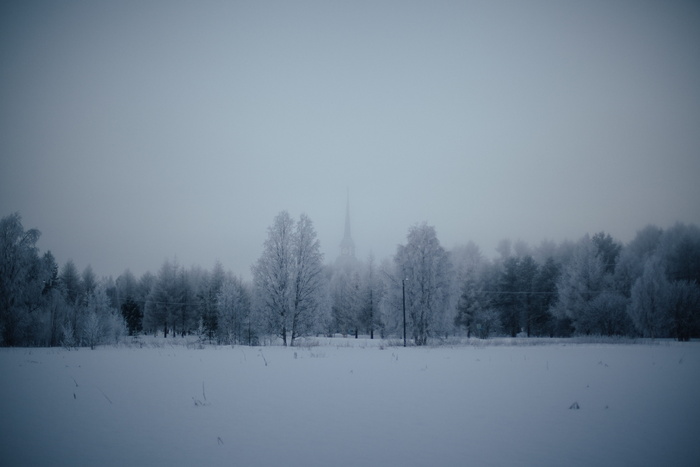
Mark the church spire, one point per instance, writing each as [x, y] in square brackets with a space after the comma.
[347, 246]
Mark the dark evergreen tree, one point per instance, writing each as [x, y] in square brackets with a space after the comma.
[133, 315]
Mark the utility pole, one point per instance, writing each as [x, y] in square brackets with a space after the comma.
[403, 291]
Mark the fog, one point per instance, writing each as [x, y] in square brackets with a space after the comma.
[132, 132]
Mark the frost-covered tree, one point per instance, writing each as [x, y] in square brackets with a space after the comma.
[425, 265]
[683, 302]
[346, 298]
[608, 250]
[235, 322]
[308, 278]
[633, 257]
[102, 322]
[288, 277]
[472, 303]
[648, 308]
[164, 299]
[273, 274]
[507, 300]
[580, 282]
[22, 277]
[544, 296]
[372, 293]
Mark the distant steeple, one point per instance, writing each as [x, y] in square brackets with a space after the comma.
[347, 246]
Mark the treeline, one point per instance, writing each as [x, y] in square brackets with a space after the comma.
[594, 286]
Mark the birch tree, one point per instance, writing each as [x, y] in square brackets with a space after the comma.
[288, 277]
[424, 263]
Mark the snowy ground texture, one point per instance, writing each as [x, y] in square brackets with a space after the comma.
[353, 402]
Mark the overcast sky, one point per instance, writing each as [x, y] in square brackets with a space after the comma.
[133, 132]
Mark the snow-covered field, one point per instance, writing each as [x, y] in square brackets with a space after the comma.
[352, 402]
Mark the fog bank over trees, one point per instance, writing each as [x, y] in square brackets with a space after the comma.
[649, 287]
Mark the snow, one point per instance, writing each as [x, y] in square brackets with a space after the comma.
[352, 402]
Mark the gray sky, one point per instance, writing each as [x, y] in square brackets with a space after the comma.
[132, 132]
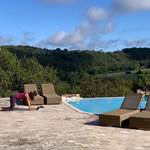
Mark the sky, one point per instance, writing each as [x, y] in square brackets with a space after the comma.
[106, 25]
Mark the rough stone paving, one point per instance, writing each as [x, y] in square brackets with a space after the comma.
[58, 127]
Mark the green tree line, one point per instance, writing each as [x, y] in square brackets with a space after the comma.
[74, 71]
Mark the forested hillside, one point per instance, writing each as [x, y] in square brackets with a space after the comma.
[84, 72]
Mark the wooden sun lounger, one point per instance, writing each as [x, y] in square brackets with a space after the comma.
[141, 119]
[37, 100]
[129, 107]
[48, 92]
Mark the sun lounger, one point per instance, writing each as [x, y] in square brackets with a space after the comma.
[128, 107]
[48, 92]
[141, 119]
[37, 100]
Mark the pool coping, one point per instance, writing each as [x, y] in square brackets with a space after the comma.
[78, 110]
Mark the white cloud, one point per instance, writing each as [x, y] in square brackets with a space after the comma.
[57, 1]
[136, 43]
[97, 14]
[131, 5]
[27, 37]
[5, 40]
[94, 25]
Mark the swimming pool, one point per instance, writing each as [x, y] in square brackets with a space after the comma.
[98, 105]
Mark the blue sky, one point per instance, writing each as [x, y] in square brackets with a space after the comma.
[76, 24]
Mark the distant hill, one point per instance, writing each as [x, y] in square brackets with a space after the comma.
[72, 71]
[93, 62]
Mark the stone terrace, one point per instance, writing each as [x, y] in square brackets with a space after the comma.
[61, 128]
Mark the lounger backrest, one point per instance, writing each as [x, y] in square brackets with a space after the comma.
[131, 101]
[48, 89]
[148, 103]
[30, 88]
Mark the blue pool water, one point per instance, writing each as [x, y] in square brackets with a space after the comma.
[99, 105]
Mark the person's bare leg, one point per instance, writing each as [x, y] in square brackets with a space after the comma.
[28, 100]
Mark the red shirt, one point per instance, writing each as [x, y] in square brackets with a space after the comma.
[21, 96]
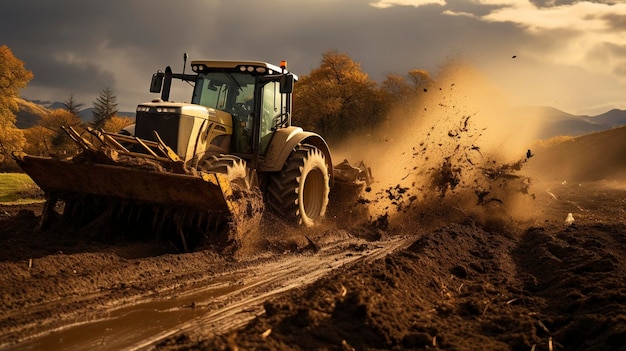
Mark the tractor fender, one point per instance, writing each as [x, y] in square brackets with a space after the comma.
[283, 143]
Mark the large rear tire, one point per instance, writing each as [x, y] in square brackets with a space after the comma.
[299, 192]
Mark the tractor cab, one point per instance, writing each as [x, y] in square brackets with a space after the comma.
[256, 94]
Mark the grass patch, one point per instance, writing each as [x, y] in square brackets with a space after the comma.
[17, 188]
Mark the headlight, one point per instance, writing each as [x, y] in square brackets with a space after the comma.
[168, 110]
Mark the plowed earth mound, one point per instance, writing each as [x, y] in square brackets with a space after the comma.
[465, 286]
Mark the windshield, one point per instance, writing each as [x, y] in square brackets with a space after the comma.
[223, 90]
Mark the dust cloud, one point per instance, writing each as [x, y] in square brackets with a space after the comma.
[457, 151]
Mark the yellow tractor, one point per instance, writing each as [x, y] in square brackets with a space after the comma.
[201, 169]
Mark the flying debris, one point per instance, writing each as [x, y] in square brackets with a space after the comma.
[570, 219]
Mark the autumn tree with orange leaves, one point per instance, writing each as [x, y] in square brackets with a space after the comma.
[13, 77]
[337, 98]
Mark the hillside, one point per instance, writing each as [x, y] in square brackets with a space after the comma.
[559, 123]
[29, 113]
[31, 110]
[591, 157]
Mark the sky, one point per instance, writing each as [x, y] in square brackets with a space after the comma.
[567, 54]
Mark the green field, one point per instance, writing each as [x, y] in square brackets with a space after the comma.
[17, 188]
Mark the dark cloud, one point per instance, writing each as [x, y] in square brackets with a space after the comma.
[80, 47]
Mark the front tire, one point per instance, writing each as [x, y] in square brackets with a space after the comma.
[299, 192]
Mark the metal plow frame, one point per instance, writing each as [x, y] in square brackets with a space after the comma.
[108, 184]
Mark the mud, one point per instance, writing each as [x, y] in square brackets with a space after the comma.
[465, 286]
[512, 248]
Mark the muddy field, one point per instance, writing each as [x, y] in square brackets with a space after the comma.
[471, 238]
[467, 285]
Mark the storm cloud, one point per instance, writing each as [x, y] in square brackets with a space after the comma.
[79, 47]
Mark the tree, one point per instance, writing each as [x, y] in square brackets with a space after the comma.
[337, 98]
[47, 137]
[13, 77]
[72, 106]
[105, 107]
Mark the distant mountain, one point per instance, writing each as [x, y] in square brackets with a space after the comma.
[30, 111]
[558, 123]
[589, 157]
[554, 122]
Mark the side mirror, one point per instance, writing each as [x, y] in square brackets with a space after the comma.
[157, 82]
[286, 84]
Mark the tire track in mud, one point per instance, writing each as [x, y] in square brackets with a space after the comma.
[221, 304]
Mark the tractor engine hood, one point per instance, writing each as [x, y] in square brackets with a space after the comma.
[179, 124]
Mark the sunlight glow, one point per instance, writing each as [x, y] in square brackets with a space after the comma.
————————
**The problem:**
Everything in the entries except the images must be copied exactly.

**Exercise answer:**
Mark the church spire, one point per instance, writing each as [x, y] in square brackets with a space after the comma.
[347, 246]
Mark the dark evergreen tree, one point per instance, writing each as [x, y] in square brackets with a space after the comma.
[133, 315]
Mark the utility pole, one point per instance, writing each as [x, y] in square brackets with a space after the comma.
[403, 291]
Mark the fog, one point per instance, writing each as [x, y] in square brackets with a space after the comma.
[132, 132]
Mark the frost-covered tree, one point per instance, writing each as [x, y] in square brackets with a space after the comma.
[425, 265]
[683, 302]
[346, 298]
[608, 250]
[235, 322]
[308, 278]
[633, 257]
[102, 322]
[288, 277]
[472, 303]
[648, 308]
[164, 299]
[273, 274]
[507, 300]
[580, 282]
[22, 277]
[544, 296]
[372, 293]
Mark the distant steeple, one point per instance, writing each as [x, y] in square brackets with a space after the comma.
[347, 246]
Mark the treeline, one point per instance, writing each as [x, y] in square brackets with a space after the comma.
[594, 286]
Mark the birch tree, one point per instance, writing each as [x, y] in square brackets with a space after the comma.
[288, 277]
[424, 263]
Mark the snowy ground texture, one point per instance, writing each as [x, y] in square brackets with a space after the comma.
[353, 402]
Mark the overcast sky, one point per instance, writing each as [x, y] in square brackets with a space after the comma.
[133, 132]
Mark the snow-covered field, one point per instance, writing each as [x, y] in square brackets with a space after the comma.
[352, 402]
Mark the fog bank over trees, one point per instance, writing each as [x, y] in square brackets with a space after the comma.
[649, 287]
Mark the snow, one point per instance, writing each as [x, y] in square brackets with a space after the comma.
[352, 402]
Mark the gray sky, one point per instance, writing each as [x, y] in square brackets with a space after the comma.
[132, 132]
Mark the sky, one point per instance, writing each as [x, y] in square brackets with a space after the comma.
[106, 25]
Mark the rough stone paving, one point per instance, writing each as [x, y] in square brackets with a space after the comma.
[58, 127]
Mark the green tree line, one point per instance, writing each as [x, y] in square brackets with a space after the comma.
[74, 71]
Mark the forested hillside, one point per instance, writing each as [x, y] in square brackets with a space after the comma.
[84, 72]
Mark the wooden sun lounger, one point per instance, writing each as [x, y] in square brackets with a space after the comma.
[141, 119]
[37, 100]
[129, 107]
[48, 92]
Mark the sun lounger, one point per instance, writing each as [x, y] in square brackets with a space after the comma.
[128, 107]
[48, 92]
[141, 119]
[37, 100]
Mark the pool coping, one point per instance, writing each as [x, y] in square brackets with a space after the comma.
[78, 110]
Mark the white cloud, one point per instance, writing each as [x, y] in square brackets with a space after the comma.
[57, 1]
[136, 43]
[97, 14]
[131, 5]
[27, 37]
[5, 40]
[94, 25]
Mark the swimming pool, one point per instance, writing each as [x, y] in square brackets with a space after the comma.
[98, 105]
Mark the blue sky, one point per instance, writing each as [x, y] in square brackets with a space after the comma.
[76, 24]
Mark the distant hill, one point per instance, writing each as [x, y] in square brackets with a space after the comma.
[72, 71]
[93, 62]
Mark the stone terrace, one point per instance, writing each as [x, y] in square brackets with a space after the comma.
[61, 128]
Mark the lounger backrest, one point per instance, writing each as [x, y] in square brackets with a space after the comma.
[131, 101]
[48, 89]
[148, 103]
[30, 88]
Mark the blue pool water, one point per instance, writing each as [x, y] in square brackets with a space after the comma.
[99, 105]
Mark the person's bare leg, one point per instance, writing each as [x, y] in square brackets with a space after the comma.
[28, 100]
Mark the red shirt, one point per instance, writing each as [x, y] in square brackets with a space after the comma.
[21, 96]
Mark the tractor fender, one point per instance, writing each as [x, y] in square brackets with a space after the comma.
[283, 143]
Mark the large rear tire, one point per instance, writing each as [x, y] in square brackets with a space after the comma.
[299, 192]
Mark the tractor cab, one point per instance, writing each as [x, y] in square brackets with a space after the comma.
[256, 94]
Mark the grass patch, one point per instance, writing each as [x, y] in square brackets with a space after the comma.
[17, 188]
Mark the headlight, one point per instance, writing each as [x, y] in square brackets with a space after the comma.
[168, 110]
Mark the plowed earth mound, one point per instance, writing each as [x, y] in square brackets with a space after the comma.
[465, 286]
Mark the windshield, one point per instance, writing each as [x, y] in square brackets with a space after the comma.
[223, 90]
Mark the dust cloud, one point per instance, writing each as [x, y] in square brackets with a space after the comma.
[457, 151]
Mark the yellow tractor, one point per instance, writing each as [x, y] in square brackets with a space after the comma.
[201, 169]
Mark the flying debris, one point per instance, writing each as [x, y] in square brackets with a space after the comma.
[570, 219]
Mark the autumn tree with orange leaves, one point per instance, writing each as [x, y] in square brackets with a space after the comma.
[13, 77]
[337, 98]
Mark the hillside, one point per instance, writing each as [x, y] in square brackets with a space after the comma.
[559, 123]
[29, 113]
[31, 110]
[591, 157]
Mark the sky, one point per instance, writing each as [x, y] in square brackets with a space after the comma.
[567, 54]
Mark the green field, one point per instance, writing each as [x, y] in square brackets with a space after the comma.
[17, 188]
Mark the dark cloud, one point per instance, writing each as [x, y] in square brackets with a space after the comma.
[80, 47]
Mark the front tire, one point per instance, writing each as [x, y] in square brackets with a space after the comma.
[299, 192]
Mark the metal plow frame, one point per instance, writing each as [x, y] in square brackets with a space after the comma.
[108, 184]
Mark the mud, one point per instance, writing each as [x, y] in square brackets with a space after the comma.
[465, 286]
[512, 248]
Mark the muddy field, one point per instance, writing each as [x, y] in square brackets with a space after the comma.
[471, 238]
[467, 285]
Mark the storm cloud, one point per instance, writing each as [x, y] in square brackets with a space after the comma.
[79, 47]
Mark the tree, one point per instance, writing each as [x, y] in square brackets with a space after the comma.
[337, 98]
[47, 137]
[13, 77]
[72, 106]
[105, 107]
Mark the distant mountain, one point per instance, writing each as [x, y] in square brackets with a space after the comma.
[30, 111]
[558, 123]
[589, 157]
[554, 122]
Mark the side mirror, one point per instance, writing each as [x, y] in square brackets with a space after the comma.
[157, 82]
[286, 84]
Mark the tire track in mud, one point per instance, writing each as [x, y] in square brackets with a space after the comma.
[221, 304]
Mark the tractor engine hood, one point per instance, writing each as [x, y] in square brackets with a space after the comma.
[179, 124]
Mark the sunlight glow, one point per instance, writing each as [x, y] in square brackets with a space after the comma.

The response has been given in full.